## Data listing
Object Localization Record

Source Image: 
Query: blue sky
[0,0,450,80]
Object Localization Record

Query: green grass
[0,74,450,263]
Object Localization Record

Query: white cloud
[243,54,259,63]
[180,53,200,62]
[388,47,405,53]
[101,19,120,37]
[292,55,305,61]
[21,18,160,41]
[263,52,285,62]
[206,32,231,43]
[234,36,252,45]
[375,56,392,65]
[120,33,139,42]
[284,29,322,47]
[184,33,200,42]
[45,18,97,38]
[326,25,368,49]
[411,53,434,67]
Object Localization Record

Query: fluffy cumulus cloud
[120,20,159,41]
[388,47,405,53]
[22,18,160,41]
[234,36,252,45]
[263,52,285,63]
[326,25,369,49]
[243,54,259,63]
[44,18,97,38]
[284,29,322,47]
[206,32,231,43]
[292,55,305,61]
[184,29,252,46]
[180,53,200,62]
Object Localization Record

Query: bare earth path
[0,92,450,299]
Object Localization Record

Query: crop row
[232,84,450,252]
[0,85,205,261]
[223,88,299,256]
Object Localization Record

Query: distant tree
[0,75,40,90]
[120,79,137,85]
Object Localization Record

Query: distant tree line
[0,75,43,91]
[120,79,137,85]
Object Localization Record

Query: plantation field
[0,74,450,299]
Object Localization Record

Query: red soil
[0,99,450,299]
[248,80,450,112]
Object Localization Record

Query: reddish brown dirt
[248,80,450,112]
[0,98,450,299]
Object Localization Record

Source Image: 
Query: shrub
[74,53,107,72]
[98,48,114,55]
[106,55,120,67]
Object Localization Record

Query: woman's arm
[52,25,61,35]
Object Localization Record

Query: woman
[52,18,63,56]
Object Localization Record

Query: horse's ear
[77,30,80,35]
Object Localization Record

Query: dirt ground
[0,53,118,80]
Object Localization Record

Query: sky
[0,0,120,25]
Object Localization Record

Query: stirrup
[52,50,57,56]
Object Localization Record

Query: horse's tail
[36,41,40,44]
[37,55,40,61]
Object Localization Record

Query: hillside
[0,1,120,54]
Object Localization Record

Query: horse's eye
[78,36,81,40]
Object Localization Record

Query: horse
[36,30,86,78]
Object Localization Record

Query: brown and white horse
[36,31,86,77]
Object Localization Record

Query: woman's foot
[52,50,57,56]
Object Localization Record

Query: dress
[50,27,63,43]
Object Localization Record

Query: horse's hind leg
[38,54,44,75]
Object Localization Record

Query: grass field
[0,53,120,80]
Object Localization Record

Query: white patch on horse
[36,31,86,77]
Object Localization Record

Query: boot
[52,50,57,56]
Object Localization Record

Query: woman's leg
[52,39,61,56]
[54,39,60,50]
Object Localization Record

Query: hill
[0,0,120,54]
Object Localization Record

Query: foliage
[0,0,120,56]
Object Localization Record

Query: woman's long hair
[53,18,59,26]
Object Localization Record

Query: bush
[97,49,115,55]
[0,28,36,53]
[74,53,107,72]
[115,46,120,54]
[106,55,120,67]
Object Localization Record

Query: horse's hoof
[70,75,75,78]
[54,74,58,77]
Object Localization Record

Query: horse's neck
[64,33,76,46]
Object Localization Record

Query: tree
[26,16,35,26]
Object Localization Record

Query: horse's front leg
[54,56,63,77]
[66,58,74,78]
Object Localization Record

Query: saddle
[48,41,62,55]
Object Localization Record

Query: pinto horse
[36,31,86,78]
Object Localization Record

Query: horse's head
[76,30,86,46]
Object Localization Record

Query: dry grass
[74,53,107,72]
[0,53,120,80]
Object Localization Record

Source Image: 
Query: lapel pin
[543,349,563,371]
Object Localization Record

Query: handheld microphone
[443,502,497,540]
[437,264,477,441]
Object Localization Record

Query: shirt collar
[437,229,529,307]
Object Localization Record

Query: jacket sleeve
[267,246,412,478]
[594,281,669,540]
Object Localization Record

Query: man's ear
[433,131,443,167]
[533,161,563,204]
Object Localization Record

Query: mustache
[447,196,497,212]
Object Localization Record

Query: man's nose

...

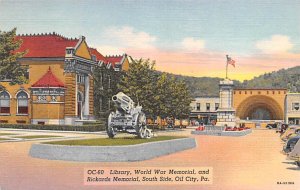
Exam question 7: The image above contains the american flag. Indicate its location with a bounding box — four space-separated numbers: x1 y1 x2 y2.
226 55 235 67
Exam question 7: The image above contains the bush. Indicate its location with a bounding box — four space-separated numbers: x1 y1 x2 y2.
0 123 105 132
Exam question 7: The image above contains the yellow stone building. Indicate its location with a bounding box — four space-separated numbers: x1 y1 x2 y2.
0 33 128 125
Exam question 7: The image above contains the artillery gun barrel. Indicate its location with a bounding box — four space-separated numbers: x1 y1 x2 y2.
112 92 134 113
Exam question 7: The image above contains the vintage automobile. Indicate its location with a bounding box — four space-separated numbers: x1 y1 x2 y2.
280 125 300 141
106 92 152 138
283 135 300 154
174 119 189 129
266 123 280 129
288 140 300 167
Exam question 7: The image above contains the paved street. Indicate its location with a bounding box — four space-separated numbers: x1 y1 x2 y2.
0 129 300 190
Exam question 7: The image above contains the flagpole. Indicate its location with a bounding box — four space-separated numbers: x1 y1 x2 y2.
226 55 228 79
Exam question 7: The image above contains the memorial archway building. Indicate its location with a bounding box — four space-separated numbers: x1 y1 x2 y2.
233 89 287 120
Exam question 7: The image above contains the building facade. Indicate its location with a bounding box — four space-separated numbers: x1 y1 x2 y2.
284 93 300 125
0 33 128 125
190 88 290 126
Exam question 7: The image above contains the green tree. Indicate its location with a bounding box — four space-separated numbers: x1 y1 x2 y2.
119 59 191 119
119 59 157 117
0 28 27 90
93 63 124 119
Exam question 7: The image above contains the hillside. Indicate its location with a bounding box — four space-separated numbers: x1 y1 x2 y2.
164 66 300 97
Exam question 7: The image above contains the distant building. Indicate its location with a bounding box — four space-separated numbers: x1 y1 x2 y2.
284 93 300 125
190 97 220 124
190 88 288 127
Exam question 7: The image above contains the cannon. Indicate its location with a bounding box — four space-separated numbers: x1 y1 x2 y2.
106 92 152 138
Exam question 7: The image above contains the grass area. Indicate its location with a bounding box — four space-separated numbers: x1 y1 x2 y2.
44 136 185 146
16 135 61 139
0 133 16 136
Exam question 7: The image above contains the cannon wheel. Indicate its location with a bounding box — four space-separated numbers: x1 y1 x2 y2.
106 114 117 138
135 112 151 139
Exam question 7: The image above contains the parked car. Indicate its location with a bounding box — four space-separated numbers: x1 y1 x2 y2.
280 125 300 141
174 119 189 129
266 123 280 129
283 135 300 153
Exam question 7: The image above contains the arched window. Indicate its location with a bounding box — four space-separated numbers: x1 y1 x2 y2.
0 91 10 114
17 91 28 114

## Your goal
Locate every line in the two blocks above that contains the word "horse", and copy each of those lines.

## Exercise response
Query: horse's ear
Query: horse's tail
Query: horse's eye
Query: horse
Query: brown and white horse
Query: horse's hind leg
Query: white patch on horse
Query: horse's hoof
Query: horse's neck
Query: horse's front leg
Query: pinto horse
Query: horse's head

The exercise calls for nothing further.